→ TASK PROMPT: Reproduce the data verbatim, everything from the line containing "Find the ceramic vase." down to the line containing "[375,240,396,252]", with both of those lines included.

※ ※ ※

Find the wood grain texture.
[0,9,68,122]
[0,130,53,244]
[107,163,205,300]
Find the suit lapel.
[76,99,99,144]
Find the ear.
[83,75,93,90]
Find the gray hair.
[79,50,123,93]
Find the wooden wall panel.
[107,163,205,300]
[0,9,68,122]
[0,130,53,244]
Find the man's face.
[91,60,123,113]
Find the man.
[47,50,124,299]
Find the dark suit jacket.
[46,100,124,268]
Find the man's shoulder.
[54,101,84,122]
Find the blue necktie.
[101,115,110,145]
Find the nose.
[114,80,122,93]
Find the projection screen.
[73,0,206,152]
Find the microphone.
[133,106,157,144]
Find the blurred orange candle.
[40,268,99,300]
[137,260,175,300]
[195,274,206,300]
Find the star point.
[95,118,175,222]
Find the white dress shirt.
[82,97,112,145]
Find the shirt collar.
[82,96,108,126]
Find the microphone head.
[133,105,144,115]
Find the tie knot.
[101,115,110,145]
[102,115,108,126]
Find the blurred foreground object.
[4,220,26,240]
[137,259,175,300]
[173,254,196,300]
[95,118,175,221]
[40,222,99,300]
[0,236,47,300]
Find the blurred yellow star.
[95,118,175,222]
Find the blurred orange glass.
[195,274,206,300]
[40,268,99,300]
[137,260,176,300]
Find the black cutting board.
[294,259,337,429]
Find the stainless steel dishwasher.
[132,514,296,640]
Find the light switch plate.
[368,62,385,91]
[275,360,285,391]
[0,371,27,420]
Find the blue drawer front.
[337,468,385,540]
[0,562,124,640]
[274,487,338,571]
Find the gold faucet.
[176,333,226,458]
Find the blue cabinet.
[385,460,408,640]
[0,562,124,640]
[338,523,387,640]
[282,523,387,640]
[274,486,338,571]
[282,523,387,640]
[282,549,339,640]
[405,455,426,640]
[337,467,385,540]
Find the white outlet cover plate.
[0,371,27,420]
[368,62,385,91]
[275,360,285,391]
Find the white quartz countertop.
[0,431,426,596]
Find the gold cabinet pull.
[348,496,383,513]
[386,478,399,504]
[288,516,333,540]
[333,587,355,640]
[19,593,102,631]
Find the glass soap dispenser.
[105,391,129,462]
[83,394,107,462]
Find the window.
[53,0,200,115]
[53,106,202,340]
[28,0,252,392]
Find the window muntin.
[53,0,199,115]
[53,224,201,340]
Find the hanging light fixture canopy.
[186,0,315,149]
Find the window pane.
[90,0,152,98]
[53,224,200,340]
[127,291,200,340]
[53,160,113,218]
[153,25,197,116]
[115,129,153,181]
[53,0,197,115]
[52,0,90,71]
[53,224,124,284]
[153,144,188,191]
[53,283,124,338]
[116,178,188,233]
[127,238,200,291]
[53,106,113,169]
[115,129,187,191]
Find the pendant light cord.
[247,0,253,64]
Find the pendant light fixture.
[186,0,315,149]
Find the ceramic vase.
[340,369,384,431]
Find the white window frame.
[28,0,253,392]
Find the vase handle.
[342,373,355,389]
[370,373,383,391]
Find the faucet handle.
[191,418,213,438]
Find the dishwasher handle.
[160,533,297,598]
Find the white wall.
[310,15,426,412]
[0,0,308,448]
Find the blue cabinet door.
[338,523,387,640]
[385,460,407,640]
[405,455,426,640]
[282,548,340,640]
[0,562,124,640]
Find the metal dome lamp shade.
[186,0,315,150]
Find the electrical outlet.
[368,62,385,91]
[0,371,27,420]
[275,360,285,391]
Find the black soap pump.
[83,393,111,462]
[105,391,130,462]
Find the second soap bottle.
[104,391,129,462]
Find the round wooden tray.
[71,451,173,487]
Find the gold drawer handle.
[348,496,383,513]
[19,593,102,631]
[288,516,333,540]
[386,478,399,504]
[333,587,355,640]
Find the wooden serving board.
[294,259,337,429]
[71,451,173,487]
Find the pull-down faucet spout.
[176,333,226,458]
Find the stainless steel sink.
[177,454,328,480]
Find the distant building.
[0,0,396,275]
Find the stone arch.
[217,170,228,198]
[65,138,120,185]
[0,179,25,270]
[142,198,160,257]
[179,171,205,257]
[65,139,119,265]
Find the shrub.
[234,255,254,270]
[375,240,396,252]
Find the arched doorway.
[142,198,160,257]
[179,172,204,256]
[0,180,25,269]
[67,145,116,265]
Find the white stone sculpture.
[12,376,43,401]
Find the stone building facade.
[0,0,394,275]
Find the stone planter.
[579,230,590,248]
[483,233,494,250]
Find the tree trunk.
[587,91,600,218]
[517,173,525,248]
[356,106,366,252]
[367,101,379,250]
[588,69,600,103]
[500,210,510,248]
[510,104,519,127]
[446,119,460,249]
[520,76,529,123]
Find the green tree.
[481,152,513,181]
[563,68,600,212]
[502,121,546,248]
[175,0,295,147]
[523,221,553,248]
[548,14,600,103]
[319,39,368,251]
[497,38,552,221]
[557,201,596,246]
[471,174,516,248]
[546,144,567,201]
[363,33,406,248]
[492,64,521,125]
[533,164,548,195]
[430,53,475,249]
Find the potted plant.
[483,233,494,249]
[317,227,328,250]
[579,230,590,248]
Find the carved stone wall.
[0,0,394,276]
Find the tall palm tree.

※ ※ ※

→ EXERCISE RESPONSE:
Find the ceramic vase.
[340,369,384,431]
Find the white window frame.
[28,0,253,392]
Find the vase handle.
[342,373,355,389]
[370,373,383,391]
Find the faucet handle.
[191,418,213,438]
Find the dishwasher handle.
[160,533,297,598]
Find the white wall.
[310,15,426,412]
[0,0,308,448]
Find the blue cabinet door.
[338,523,387,640]
[385,460,407,640]
[405,455,426,640]
[282,548,340,640]
[0,562,124,640]
Find the metal dome lamp shade.
[186,0,315,150]
Find the electrical outlet.
[368,62,385,91]
[0,371,27,420]
[275,360,285,391]
Find the black soap pump.
[83,393,111,462]
[105,391,130,462]
Find the second soap bottle.
[104,391,129,462]
Find the round wooden tray.
[71,451,173,487]
Find the gold drawer handle.
[348,496,383,513]
[19,593,102,631]
[288,516,333,540]
[386,478,399,504]
[333,587,355,640]
Find the wooden serving board.
[294,259,337,429]
[71,451,173,487]
Find the pull-down faucet spout.
[176,333,226,458]
Find the stainless steel sink.
[177,454,328,480]
Find the distant building.
[0,0,396,275]
Find the stone arch.
[217,170,228,198]
[65,138,120,185]
[0,179,25,270]
[142,198,160,257]
[179,171,205,257]
[65,139,119,265]
Find the shrub.
[234,255,254,270]
[375,240,396,252]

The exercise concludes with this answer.